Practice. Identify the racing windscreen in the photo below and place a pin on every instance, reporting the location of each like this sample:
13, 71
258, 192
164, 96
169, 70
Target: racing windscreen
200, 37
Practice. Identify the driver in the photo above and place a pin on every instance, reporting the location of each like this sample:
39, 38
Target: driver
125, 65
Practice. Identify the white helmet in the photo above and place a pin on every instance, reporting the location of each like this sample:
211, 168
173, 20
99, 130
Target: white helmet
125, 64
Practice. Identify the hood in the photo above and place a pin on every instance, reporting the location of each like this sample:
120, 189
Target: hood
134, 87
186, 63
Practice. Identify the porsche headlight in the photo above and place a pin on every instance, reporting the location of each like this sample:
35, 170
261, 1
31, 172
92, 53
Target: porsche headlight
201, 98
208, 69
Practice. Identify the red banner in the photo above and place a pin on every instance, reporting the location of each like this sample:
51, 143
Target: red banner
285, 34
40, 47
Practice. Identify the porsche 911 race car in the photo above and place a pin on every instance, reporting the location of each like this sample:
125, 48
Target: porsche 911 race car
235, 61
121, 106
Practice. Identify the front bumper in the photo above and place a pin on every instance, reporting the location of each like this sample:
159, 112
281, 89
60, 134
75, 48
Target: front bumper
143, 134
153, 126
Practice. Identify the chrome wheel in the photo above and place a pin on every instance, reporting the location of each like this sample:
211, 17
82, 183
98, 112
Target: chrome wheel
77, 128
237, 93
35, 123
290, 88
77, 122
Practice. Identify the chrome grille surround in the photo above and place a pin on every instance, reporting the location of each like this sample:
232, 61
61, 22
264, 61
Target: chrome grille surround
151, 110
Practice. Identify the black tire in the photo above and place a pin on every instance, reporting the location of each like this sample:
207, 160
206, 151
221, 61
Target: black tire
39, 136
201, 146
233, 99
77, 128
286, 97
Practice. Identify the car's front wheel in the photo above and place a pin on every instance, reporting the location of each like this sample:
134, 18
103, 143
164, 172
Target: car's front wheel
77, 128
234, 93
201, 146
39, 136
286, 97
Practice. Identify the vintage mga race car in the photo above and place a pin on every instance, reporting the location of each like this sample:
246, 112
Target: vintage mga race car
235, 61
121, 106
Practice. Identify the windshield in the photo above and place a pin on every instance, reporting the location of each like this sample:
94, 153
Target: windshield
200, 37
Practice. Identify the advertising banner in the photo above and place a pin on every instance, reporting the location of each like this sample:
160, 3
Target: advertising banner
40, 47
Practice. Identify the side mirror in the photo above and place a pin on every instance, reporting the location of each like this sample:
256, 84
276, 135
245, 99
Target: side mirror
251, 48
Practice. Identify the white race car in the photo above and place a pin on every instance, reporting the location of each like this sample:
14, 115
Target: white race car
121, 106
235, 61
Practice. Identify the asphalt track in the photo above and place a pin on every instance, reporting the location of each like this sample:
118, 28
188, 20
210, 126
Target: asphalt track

# About this exercise
Throughout the data above, report every line that contains the string "asphalt".

# Reply
Practice. Identify the asphalt track in the photo above and place a pin on every instance, reporting the location of each like this sample:
Target: asphalt track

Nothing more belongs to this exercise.